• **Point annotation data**
--------------------
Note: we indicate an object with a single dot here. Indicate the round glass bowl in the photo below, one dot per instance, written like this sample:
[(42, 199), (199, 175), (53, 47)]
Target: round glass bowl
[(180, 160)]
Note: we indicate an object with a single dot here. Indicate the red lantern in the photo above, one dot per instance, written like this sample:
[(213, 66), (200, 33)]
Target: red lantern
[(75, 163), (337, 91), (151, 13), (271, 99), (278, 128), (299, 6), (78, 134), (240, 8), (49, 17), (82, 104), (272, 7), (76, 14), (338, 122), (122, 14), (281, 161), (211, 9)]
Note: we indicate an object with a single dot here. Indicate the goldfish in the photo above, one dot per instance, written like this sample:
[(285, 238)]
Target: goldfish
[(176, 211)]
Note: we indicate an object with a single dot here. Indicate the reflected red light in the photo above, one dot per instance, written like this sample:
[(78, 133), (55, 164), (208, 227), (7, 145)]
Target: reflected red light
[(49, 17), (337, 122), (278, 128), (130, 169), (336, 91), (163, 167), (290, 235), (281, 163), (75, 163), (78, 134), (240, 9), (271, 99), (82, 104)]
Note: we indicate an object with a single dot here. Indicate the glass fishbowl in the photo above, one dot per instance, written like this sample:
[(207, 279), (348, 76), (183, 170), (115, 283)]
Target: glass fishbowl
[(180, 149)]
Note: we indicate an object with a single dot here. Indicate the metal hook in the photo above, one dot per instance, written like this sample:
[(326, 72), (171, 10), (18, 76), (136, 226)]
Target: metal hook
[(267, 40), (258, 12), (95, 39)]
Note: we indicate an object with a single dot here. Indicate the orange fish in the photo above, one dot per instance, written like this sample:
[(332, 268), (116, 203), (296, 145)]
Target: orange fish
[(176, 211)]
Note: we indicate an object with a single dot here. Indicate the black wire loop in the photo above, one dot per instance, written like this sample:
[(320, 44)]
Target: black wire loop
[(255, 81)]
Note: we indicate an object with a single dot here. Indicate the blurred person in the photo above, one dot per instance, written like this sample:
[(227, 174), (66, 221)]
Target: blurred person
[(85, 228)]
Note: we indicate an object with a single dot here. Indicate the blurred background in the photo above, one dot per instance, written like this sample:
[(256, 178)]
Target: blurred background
--------------------
Quote every one of the records above word for word, without changing any line.

• **SOLUTION**
Note: we indicate an object with a single dot here. Indicate the round glass bowl in the photo below, one dot per instance, written like this sample:
[(42, 199), (199, 175), (53, 47)]
Target: round glass bowl
[(180, 160)]
Note: we indicate an object with a single dot here. Indicate the red lantern in the photo above, one dot per instance, written like this sample:
[(213, 66), (200, 33)]
Target: red lantern
[(75, 163), (337, 91), (151, 13), (271, 99), (278, 128), (299, 6), (78, 134), (240, 8), (49, 17), (82, 104), (272, 7), (76, 14), (338, 122), (122, 14), (281, 161), (211, 9)]
Note: we indicate an object with a single dot here. Indicate the goldfish in the photo above, one dot per instance, written like this sample:
[(285, 238)]
Target: goldfish
[(176, 211)]
Note: we indicate an object with a single dot here. Indicate the reflected red light in the photo above, one dot per instance, written like this sample:
[(78, 133), (55, 164), (208, 227), (7, 145)]
Target: reflected red light
[(49, 17), (337, 122), (278, 128), (130, 169), (336, 91), (163, 167), (290, 235), (281, 163), (75, 163), (78, 134), (240, 9), (271, 99), (82, 104)]
Note: we indicate an object with a single dot here. Indicate the glass fishbowl in the photo above, one dot per instance, written like this sample:
[(207, 279), (348, 76), (183, 170), (115, 283)]
Target: glass fishbowl
[(180, 149)]
Note: we indicate an object with a single dot here. Indicate the metal hook in the photo above, one dot per instance, written like this sample:
[(326, 72), (171, 10), (18, 76), (136, 226)]
Target: metal hook
[(267, 40), (258, 12), (95, 39)]
Note: we indicate an object with a single dot here. Indicate the orange fish in the photo above, one dot per instance, written like this sample:
[(332, 268), (116, 203), (296, 145)]
Target: orange fish
[(176, 211)]
Note: we indicate an object with a single dot here. Indicate the black wire loop in the photo above, one dot per instance, written like this sample:
[(320, 44)]
Target: black wire loop
[(255, 81)]
Note: we indicate an object with a single dot here. Indicate the blurred person in the photo above, one dot per instance, written like this sample:
[(227, 174), (66, 221)]
Target: blurred person
[(85, 228)]
Note: we indicate an object with a single dot here. Indicate the blurred background in the photo above, one dot per instance, written like this sample:
[(256, 178)]
Target: blurred background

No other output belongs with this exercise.